Nombra todos los lugares donde están los grandes murales cerámicos que se mencionan en el texto sobre Miró de más abajo.

▶ Texto para leer
>>>

Al final, una cascada de carteles en los que se testimonia el compromiso social de un hombre vinculado a la cultura de su tierra y, fundamentalmente, a la libertad. En el camino, hemos apreciado pinturas elaboradas con colores densos y al mismo tiempo luminosos, esculturas, dibujos, un video, (aunque con una música estridente que interrumpe la concentración), en el que el pintor, ya añoso, aparece culminando un graffiti en plena calle, aplicando el negro entre colores primarios con el proceder que utilizó durante los últimos años de su vida: permitiendo los goteos y las salpicaduras, incrementando esa inmediatez característica, mientras la gente pasaba por su lado sin prestarle una especial atención, como si lo que estaba ocurriendo fuese cualquier cosa.

En realidad, sus grandes murales cerámicos, los realizados para la sede de la Unesco de París (1955-57); los de la Universidad de Harvard (1960) ; del aeropuerto de Barcelona (1970); o el de la fachada del Palacio de Congresos de Madrid (1979-80); aunque fueran realizados en colaboración con el ceramista Lloréns Artigas y su hijo Joan, también son una variante de Street-art, como lo es, el mosaico del Pla de l´Os (1976), de las Ramblas de Barcelona, sobre el que la gente pisa, y en los que Miró buscaba ese encuentro desacralizado y popular.

Una vez abandoné las salas, comprendí que debía aprovechar el buen tiempo para acercarme al Centre del Carme, donde seguir mi recorrido entre la obra de otro autor que, aunque sustancialmente distinto, al menos, también había compartido con el maestro catalán, su vocación por el arte callejero.

<<<

▶ Información mostrada

>>>

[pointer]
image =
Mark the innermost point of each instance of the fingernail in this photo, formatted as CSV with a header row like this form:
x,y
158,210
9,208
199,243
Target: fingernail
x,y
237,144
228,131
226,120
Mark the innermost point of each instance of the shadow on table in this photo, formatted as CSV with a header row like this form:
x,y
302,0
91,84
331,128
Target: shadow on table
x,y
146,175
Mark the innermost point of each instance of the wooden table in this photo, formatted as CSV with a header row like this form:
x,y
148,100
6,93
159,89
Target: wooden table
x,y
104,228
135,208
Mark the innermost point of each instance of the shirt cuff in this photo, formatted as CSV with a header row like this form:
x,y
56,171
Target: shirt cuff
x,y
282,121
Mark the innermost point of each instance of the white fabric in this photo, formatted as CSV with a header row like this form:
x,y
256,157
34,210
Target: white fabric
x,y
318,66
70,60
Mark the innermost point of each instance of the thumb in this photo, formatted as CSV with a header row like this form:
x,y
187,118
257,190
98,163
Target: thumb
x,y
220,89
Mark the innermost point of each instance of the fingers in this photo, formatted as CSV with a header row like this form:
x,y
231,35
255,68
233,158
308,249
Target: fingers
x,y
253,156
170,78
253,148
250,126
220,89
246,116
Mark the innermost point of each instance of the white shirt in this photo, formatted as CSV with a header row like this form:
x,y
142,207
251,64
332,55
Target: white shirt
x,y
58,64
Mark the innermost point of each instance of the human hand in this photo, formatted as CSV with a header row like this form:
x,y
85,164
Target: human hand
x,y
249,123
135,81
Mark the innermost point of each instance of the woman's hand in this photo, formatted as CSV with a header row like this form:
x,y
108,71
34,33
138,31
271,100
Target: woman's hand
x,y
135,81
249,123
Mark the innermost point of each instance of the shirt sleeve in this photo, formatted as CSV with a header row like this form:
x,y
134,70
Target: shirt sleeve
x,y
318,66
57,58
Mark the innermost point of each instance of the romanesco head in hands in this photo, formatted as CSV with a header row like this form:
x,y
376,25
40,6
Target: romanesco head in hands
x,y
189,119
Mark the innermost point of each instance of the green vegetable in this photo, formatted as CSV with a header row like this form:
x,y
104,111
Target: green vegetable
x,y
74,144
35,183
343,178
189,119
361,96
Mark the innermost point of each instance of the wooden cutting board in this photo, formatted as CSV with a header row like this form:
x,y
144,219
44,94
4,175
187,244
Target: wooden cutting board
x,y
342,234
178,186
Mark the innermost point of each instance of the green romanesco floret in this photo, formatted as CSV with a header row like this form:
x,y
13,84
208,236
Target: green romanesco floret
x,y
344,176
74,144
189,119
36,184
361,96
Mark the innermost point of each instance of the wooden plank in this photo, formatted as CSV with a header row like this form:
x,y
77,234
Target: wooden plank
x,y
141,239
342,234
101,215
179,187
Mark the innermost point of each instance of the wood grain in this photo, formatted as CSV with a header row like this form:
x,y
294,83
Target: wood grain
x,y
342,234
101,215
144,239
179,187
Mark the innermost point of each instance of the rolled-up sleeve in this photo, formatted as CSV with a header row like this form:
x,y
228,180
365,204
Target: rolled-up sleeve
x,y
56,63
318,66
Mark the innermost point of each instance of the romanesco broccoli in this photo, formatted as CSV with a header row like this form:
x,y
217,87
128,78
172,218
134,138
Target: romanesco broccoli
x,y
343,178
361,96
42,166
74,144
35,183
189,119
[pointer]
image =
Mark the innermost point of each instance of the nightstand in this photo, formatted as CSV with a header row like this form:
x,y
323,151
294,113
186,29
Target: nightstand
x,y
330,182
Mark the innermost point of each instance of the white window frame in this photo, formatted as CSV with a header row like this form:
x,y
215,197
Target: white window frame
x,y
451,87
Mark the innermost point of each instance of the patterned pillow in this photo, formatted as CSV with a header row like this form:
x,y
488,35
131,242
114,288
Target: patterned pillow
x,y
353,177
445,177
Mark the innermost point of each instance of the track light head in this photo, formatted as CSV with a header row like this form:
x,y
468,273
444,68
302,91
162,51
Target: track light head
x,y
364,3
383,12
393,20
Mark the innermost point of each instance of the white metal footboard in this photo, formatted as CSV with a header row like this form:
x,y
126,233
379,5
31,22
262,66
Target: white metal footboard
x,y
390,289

<<<

▶ Solución del ejercicio
- La sede de la Unesco de París
- La Universidad de Harvard
- El aeropuerto de Barcelona
- La fachada del Palacio de Congresos de Madrid